### MATERIAL TO PROCESS:
=== Section Start ===

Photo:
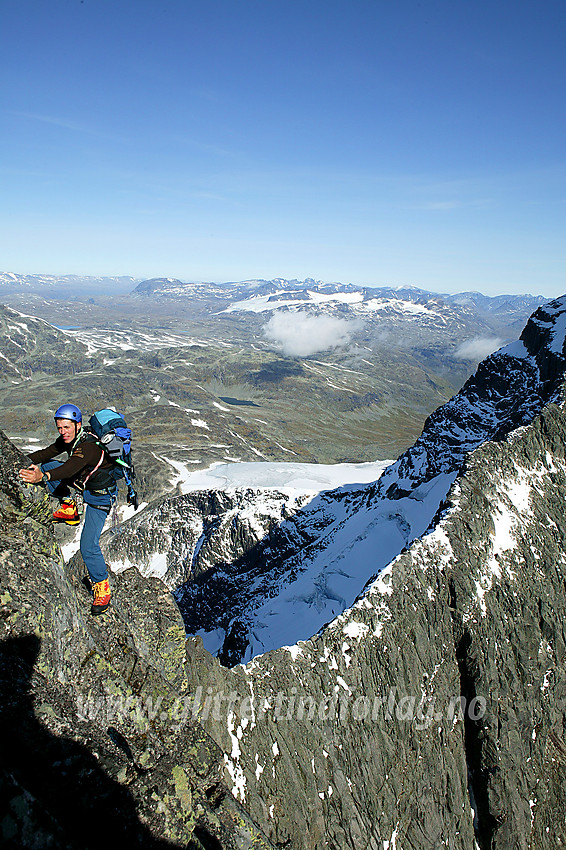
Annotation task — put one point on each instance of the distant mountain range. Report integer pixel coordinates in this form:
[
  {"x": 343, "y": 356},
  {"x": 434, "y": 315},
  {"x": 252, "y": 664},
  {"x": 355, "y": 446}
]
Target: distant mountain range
[{"x": 252, "y": 370}]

=== Section End ===

### TASK TO COMPLETE:
Each of the lines above should be transcribed exactly; no image is to be copied.

### WRITTEN SOLUTION:
Photo:
Annotation task — put one point on each instance of the distant mountain range. Report integer pixel coordinates in this form:
[
  {"x": 343, "y": 356},
  {"x": 434, "y": 315},
  {"x": 252, "y": 664},
  {"x": 355, "y": 446}
]
Target: distant mountain range
[{"x": 252, "y": 370}]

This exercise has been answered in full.